## Short task 1:
In the self-talk passage, which group solved significantly more anagrams: the self-questioning group or the self-affirming group?
## Short task 2:
According to the self-talk passage, why does a positive self-statement fail to boost the confidence of someone with low self-esteem? Answer in one to three sentences.

## Selected passage:
Do affirmative self-statements actually help people perform better?
Joanne Wood and John W. Lee of University of Waterloo with University of New Brunswick’s Wei Qi “Elaine” (Xun) Perunovic confirmed that people often use positive self-statements and believe them to be effective.
However, two experiments demonstrate that the value of positive self-statements depends on the individual’s level of self-esteem.
Participants with low self-esteem who repeated a positive self-statement (“I’m a lovable person”) felt worse than people who used no positive self-statement.
They also felt worse than the comparison group when they focused on how the statement was only true.
Wood, Lee, and Perunovic explain the result with William Swann’s Self-Verification Theory, which suggests that people prefer that others see them as they see themselves.
Swann, of University of Texas at Austin posits that if someone has low self-esteem, a positive self-statement is inconsistent with the person’s experience and self-assessment.
As a result, it would not have “the ring of truth”, and would not have the intended bolstering effect on self-confidence and self-esteem.
This view was validated by their finding that participants with high self-esteem felt better when they repeated the positive self-statement statement and when they focused on how it was true.
Ibrahim Senay of Istanbul Sehir Universitesi, Penn’s Dolores Albarracin, and Kenji Noguchi of the University of Southern Mississippi investigated the relative impact of “declarative” self-talk, such as “positive thinking” or affirmations (“I will prevail!”) espoused by Maxwell Maltz, Norman Vincent Peale, Napoleon Hill, Dale Carnegie, and Anthony Robbins.
They compared this well-known self-improvement practice with “interrogative” self-talk, such as introspective self-inquiry (“Can I prevail?”).
Half the participants spent one minute asking themselves whether they would complete a series of anagrams before that actually began to work on the anagrams, whereas the other half to told themselves that they would complete the task.
Surprisingly to advocates of self-affirmation, the self-questioning group solved significantly more anagrams than the self-affirming group.
The researchers extended and replicated the finding by asking one group of volunteers to write “Will I” 20 times before attempting to solve the anagrams.

Location labeling records
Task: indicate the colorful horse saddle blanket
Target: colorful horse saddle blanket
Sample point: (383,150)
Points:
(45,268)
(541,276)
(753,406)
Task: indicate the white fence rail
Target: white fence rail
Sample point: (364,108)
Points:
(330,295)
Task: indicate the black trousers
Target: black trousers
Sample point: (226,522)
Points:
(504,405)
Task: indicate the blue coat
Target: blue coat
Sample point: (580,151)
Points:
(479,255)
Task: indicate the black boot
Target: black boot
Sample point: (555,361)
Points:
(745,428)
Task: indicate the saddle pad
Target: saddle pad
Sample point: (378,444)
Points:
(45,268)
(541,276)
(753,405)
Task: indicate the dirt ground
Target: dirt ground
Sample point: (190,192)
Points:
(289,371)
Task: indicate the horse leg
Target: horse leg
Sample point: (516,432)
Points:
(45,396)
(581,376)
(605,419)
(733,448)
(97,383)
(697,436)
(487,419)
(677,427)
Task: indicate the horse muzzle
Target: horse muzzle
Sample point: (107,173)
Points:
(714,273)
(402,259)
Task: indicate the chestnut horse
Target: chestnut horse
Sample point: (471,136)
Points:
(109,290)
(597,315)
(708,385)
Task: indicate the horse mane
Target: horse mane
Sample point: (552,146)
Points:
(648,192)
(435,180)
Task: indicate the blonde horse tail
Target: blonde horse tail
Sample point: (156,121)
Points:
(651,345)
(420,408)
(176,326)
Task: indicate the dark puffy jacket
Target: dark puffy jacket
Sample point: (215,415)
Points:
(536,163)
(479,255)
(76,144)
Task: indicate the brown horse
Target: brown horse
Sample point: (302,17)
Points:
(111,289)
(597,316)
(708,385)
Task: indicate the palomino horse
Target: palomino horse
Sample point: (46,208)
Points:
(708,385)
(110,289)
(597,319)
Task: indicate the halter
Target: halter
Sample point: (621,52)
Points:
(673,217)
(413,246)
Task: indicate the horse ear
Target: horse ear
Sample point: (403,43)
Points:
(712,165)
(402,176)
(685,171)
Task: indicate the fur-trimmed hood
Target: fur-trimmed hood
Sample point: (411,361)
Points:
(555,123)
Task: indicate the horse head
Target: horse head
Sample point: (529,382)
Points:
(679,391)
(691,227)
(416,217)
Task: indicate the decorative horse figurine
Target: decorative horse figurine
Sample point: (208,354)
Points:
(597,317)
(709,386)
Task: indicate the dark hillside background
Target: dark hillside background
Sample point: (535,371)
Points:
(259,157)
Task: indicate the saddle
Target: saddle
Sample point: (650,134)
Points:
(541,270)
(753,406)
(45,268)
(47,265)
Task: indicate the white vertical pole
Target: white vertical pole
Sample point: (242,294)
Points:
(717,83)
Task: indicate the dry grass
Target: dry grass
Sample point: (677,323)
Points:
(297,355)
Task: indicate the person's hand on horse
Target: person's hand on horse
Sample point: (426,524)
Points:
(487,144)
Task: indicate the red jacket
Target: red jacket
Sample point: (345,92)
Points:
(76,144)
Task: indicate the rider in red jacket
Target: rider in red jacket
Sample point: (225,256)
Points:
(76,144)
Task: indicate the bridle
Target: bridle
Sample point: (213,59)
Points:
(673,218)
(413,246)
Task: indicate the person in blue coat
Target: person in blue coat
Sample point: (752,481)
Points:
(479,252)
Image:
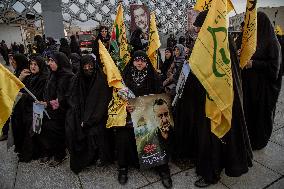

## Full response 1:
The self-questioning group solved significantly more anagrams.

## Full response 2:
For a person with low self-esteem, a positive self-statement conflicts with their own experience and self-assessment. Because of this, it lacks "the ring of truth" and does not have its intended bolstering effect on self-confidence and self-esteem.